THE REQUEST: Repeat each entry word for word. Leave any images out of the copy.

## BEGIN EXERCISE MATERIALS

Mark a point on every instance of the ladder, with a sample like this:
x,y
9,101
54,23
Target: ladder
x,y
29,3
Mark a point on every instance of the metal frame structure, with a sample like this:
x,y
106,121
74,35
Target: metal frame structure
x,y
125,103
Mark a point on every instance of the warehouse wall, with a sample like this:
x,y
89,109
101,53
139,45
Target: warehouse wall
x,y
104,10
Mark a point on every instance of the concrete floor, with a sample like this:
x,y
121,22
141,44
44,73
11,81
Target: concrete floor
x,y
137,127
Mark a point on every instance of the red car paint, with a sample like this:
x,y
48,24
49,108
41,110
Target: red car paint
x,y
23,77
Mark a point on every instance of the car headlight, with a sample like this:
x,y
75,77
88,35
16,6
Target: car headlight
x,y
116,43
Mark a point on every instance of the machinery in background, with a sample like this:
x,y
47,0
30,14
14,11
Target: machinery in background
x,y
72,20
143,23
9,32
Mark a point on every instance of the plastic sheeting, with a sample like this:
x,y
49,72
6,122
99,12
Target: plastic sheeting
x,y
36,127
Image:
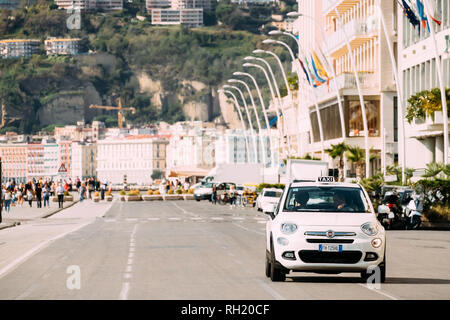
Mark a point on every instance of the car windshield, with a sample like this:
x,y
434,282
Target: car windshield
x,y
326,199
272,194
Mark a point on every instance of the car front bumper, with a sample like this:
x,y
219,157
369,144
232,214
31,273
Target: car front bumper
x,y
301,252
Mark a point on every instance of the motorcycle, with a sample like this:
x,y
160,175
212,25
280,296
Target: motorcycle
x,y
413,213
390,212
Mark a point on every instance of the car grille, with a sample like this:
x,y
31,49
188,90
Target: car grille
x,y
329,240
344,257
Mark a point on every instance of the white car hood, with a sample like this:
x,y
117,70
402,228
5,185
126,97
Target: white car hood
x,y
326,218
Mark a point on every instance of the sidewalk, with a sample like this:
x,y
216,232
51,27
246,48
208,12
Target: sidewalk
x,y
17,215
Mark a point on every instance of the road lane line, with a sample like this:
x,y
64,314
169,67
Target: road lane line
x,y
247,229
270,290
124,293
34,250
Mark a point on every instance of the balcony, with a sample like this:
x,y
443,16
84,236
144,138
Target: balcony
x,y
347,81
358,32
342,6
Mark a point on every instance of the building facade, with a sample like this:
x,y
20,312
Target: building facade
x,y
91,5
14,162
417,69
16,48
62,46
131,158
324,34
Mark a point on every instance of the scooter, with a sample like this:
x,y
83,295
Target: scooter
x,y
413,213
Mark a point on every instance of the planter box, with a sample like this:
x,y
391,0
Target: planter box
x,y
134,198
188,197
173,197
66,198
152,197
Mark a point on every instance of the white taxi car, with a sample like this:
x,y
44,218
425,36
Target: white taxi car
x,y
267,198
324,227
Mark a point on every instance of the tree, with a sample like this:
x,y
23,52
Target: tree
x,y
157,174
338,151
357,156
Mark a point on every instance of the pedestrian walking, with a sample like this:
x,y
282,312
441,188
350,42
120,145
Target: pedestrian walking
x,y
38,190
7,199
82,190
30,197
46,193
60,192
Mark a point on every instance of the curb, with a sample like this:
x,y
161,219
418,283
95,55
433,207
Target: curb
x,y
59,210
10,225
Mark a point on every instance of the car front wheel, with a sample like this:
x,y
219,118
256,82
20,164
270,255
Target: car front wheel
x,y
276,274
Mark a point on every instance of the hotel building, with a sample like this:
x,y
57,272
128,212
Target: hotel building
x,y
326,34
417,71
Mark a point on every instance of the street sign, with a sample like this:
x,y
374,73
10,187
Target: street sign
x,y
62,168
391,178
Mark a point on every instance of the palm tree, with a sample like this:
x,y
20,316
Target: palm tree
x,y
338,151
433,169
357,156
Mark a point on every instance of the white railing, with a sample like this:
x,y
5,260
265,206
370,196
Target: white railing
x,y
347,81
352,29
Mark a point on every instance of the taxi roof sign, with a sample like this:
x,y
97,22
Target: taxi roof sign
x,y
325,179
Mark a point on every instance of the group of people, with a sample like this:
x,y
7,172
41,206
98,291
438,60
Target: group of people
x,y
15,194
40,191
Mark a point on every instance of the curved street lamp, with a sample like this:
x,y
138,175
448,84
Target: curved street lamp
x,y
277,111
266,118
252,132
280,102
236,104
258,122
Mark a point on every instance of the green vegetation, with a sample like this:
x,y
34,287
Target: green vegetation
x,y
121,48
425,104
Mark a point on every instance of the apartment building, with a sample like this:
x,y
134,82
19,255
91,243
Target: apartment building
x,y
91,5
51,160
187,17
16,48
417,72
324,34
35,160
9,4
14,162
62,46
131,158
83,160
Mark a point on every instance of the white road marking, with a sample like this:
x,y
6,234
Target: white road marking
x,y
270,290
29,253
247,229
124,293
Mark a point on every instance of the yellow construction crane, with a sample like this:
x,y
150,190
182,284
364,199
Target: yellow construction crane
x,y
119,109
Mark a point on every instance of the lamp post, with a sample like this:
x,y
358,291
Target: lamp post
x,y
252,132
280,103
330,69
263,158
266,119
281,134
236,104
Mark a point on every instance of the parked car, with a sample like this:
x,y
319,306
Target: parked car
x,y
203,191
267,198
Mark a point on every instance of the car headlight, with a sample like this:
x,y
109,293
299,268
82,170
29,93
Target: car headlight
x,y
370,228
288,228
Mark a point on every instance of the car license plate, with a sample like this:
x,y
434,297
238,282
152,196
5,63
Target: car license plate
x,y
330,247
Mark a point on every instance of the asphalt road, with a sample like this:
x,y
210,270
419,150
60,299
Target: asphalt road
x,y
193,250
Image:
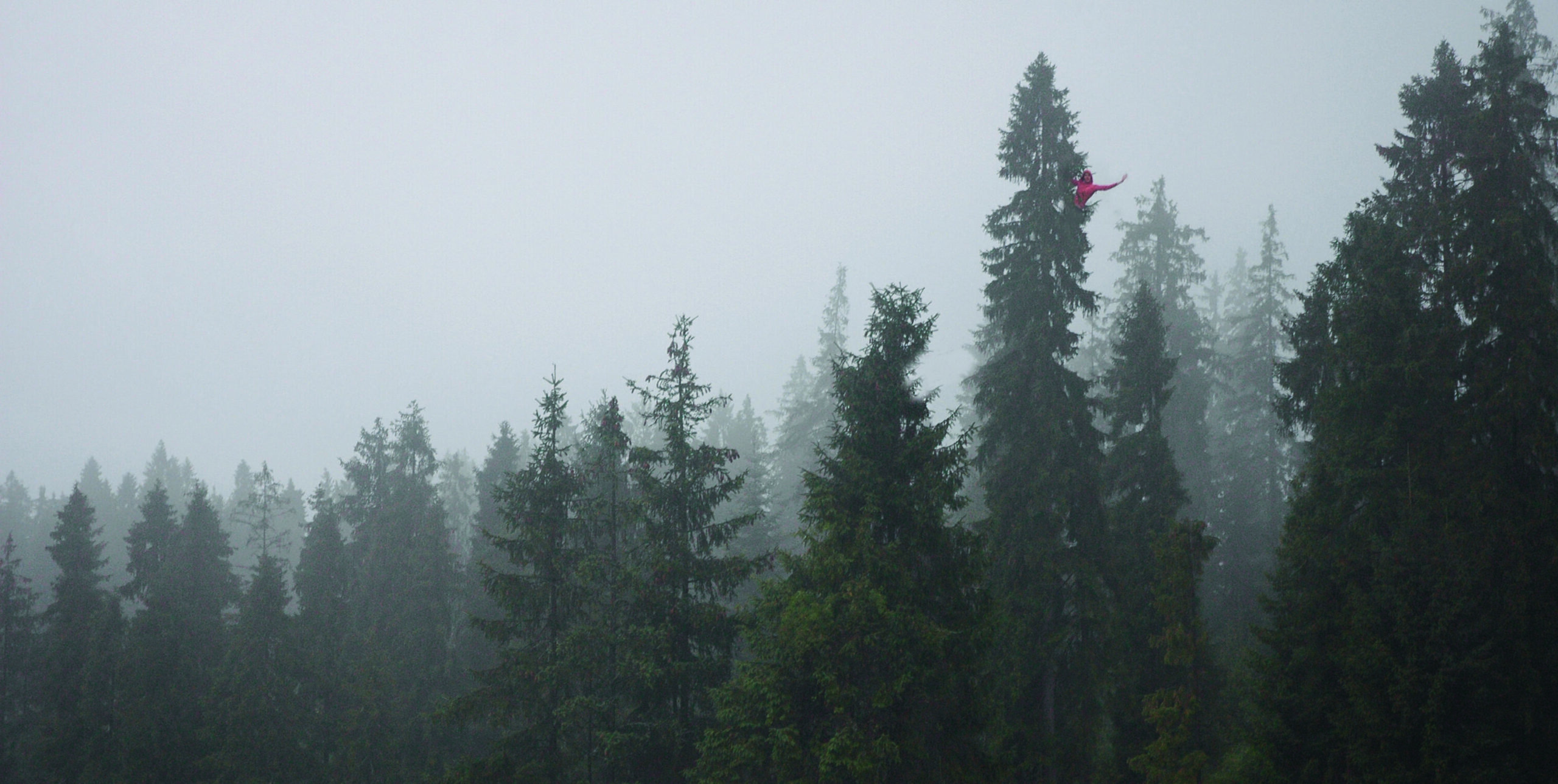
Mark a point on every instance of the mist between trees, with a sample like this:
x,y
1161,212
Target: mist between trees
x,y
1205,529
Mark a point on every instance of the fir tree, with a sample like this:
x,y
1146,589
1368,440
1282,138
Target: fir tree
x,y
18,666
544,601
1158,251
806,411
608,511
865,659
505,456
1039,453
82,635
685,632
742,431
1145,495
401,603
1415,579
257,710
323,584
150,542
173,649
1253,451
1177,755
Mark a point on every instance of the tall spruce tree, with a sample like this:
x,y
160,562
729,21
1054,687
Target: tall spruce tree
x,y
323,584
505,455
82,648
148,542
1145,497
1159,251
19,662
544,596
402,603
257,708
744,431
173,649
608,509
1178,752
1039,451
1411,623
865,660
1251,448
685,631
806,411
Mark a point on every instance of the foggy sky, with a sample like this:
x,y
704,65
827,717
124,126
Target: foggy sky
x,y
248,229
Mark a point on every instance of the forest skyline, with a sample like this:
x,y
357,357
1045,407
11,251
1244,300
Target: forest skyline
x,y
251,282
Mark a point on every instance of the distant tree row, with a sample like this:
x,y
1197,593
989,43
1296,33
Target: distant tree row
x,y
1203,540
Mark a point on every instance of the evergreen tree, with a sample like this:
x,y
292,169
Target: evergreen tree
x,y
176,476
1158,251
1145,495
1411,621
505,456
544,601
402,603
18,666
457,494
865,659
323,582
742,430
1039,451
1253,451
148,542
806,413
608,509
82,635
685,632
257,718
1177,755
175,648
108,514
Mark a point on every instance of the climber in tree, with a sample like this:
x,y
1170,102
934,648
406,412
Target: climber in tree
x,y
1086,189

## END EXERCISE MATERIALS

RESPONSE TO THE TASK:
Mark a point on every instance of the ladder, with a sample like this:
x,y
9,101
54,23
Target: ladder
x,y
29,3
Mark a point on every instance of the metal frame structure, with a sample like this:
x,y
106,121
74,35
Target: metal frame structure
x,y
125,103
Mark a point on every instance of the warehouse wall, with a sample like this:
x,y
89,109
101,53
139,45
Target: warehouse wall
x,y
104,10
Mark a point on every instance of the concrete floor, with a sample like this:
x,y
121,22
141,44
44,73
11,81
Target: concrete floor
x,y
137,127
Mark a point on every instance of the red car paint, with a sample like this:
x,y
48,24
49,108
41,110
Target: red car paint
x,y
23,77
Mark a point on every instance of the car headlight, with a sample like this:
x,y
75,77
88,35
16,6
Target: car headlight
x,y
116,43
Mark a point on every instance of the machinery in background, with a sample like this:
x,y
47,0
30,14
14,11
Target: machinery in background
x,y
72,20
143,23
9,32
Mark a point on every instance of the plastic sheeting, with a sample like this:
x,y
49,72
6,122
99,12
Target: plastic sheeting
x,y
36,127
Image:
Mark a point on every instance of the car windshield, with a sample like this:
x,y
434,282
Target: car windshield
x,y
326,199
272,194
Mark a point on every instance of the car front bumper, with a sample like this:
x,y
219,157
369,144
232,214
31,273
Target: car front bumper
x,y
301,252
Mark a point on every instance of the motorcycle, with a sample like this:
x,y
160,175
212,25
280,296
Target: motorcycle
x,y
413,213
390,212
Mark a point on every instance of the car grille, with a sample like this:
x,y
31,49
188,90
Target: car grille
x,y
329,240
344,257
Mark a point on every instance of the white car hood, with a sample like this:
x,y
117,70
402,228
5,185
126,97
Target: white car hood
x,y
326,218
Mark a point on every instance of the sidewalk, with a sample like this:
x,y
216,232
51,27
246,48
208,12
Target: sidewalk
x,y
17,215
Mark a point on every instance of the road lane line, with a sample like this:
x,y
64,314
169,67
Target: road lane line
x,y
247,229
270,290
124,293
34,250
Mark a point on every instance of the balcony, with a sample like this:
x,y
443,16
84,236
144,138
Target: balcony
x,y
347,81
358,32
342,6
Mark a point on every instance of the building facade, with a sample like this:
x,y
20,312
Target: building facade
x,y
91,5
14,162
417,69
16,48
62,46
131,158
324,34
Mark a point on every instance of the scooter, with a sample like this:
x,y
83,295
Target: scooter
x,y
413,213
Mark a point on every instance of the planter box, with a sample like this:
x,y
391,0
Target: planter box
x,y
134,198
188,197
173,197
66,198
152,197
Mark a point on every instance of the white taxi car, with a sample like this:
x,y
44,218
425,36
Target: white taxi car
x,y
267,198
324,227
Mark a point on every instance of the tree, with a sample like this:
x,y
23,52
Target: tree
x,y
157,174
338,151
357,156
Mark a point on every instance of the pedestrian walking, with a sample like this:
x,y
282,312
441,188
350,42
120,145
Target: pedestrian walking
x,y
38,190
7,199
82,190
30,197
46,193
60,192
Mark a point on every instance of the curb, with a sample like this:
x,y
161,219
418,283
95,55
433,207
Target: curb
x,y
59,210
10,225
Mark a point on every instance of the car front wheel, with a sample like this:
x,y
219,118
256,82
20,164
270,255
Target: car front wheel
x,y
276,274
Mark a point on every instance of the hotel building, with a sample like this:
x,y
57,272
128,212
Target: hotel building
x,y
326,34
417,71
Mark a point on every instance of the street sign, with a sample like this:
x,y
374,73
10,187
Target: street sign
x,y
62,168
391,178
Mark a point on every instance of the palm tree, with a sample like this:
x,y
20,316
Target: palm tree
x,y
338,151
433,169
357,156
Mark a point on every instance of the white railing, with a sample like this:
x,y
5,260
265,206
370,196
Target: white railing
x,y
347,81
352,29
Mark a point on every instance of the taxi roof sign, with a sample like this:
x,y
97,22
Target: taxi roof sign
x,y
325,179
Mark a point on every instance of the group of people, with a sample like this:
x,y
7,172
41,206
98,291
438,60
Target: group of people
x,y
15,194
40,191
Mark a point on every instance of the curved street lamp, with a sample like this:
x,y
138,175
448,84
Target: curved street lamp
x,y
277,111
266,118
252,132
280,102
236,104
258,122
Mark a point on every instance of the green vegetation, with a sample like this:
x,y
34,287
Target: green vegetation
x,y
121,48
425,104
Mark a point on every instance of the apartment building, with a sample like this:
x,y
134,82
19,255
91,243
Target: apartment building
x,y
91,5
51,160
187,17
16,48
417,72
324,34
35,160
9,4
14,162
62,46
131,158
83,160
Mark a point on every instance of the white road marking, with a sample like this:
x,y
6,234
Target: white road marking
x,y
270,290
29,253
247,229
124,293
Mark a point on every instance of the yellow construction crane, with a sample like this:
x,y
150,190
182,284
364,199
Target: yellow construction crane
x,y
119,109
Mark a point on every instance of the lamp post, with a sample like this:
x,y
358,291
Target: lamp post
x,y
252,132
280,103
330,69
263,158
266,119
281,134
236,104
Mark a point on every instance of the parked car, with a sample like this:
x,y
319,306
Target: parked car
x,y
203,191
267,198
Mark a point on every instance of the car headlight, with a sample like this:
x,y
109,293
299,268
82,170
29,93
Target: car headlight
x,y
370,228
288,228
Mark a point on every instance of the car license plate, with a sample like this:
x,y
434,297
238,282
152,196
5,63
Target: car license plate
x,y
330,247
Mark a point on every instance of the asphalt road, with a sample like this:
x,y
210,270
419,150
60,299
Target: asphalt road
x,y
193,250
Image:
Mark a point on every instance of the mist between trees, with a sample like this:
x,y
1161,212
Target: mist between trees
x,y
1205,529
Mark a point on every instance of the fir tree, with a sample like this:
x,y
1146,589
1368,440
1282,138
Target: fir tree
x,y
18,666
544,601
1158,251
806,411
608,511
865,659
505,456
1039,453
82,635
685,632
742,431
1145,495
401,603
1415,579
257,710
323,584
150,542
173,649
1253,451
1177,755
Mark a point on every instance of the tall spruce tree, with a sample like this:
x,y
160,562
729,21
1054,687
Target: tall spruce tree
x,y
323,584
505,455
82,648
148,542
1145,497
1159,251
19,662
544,596
402,603
257,708
744,431
173,649
608,509
1178,752
1039,451
1411,623
865,660
1251,448
685,631
806,411
Mark a point on every instance of the foggy sky, with a sample like this:
x,y
704,65
827,717
124,126
Target: foggy sky
x,y
248,229
Mark a point on every instance of the forest skyline, with a sample like this:
x,y
357,357
1045,407
11,251
1244,300
Target: forest skyline
x,y
251,282
Mark a point on every instance of the distant tree row, with a sample like this:
x,y
1197,593
989,43
1296,33
Target: distant tree row
x,y
1203,540
Mark a point on every instance of the evergreen tree, with a sample like this:
x,y
292,169
Target: evergreen tree
x,y
176,476
1158,251
1145,495
1411,621
505,456
544,601
402,603
18,666
457,494
865,659
323,582
742,430
1039,451
1253,451
148,542
806,413
608,509
82,635
685,632
257,718
1177,755
175,648
108,514
Mark a point on every instance of the climber in tree, with a sample like this:
x,y
1170,102
934,648
406,412
Target: climber in tree
x,y
1086,189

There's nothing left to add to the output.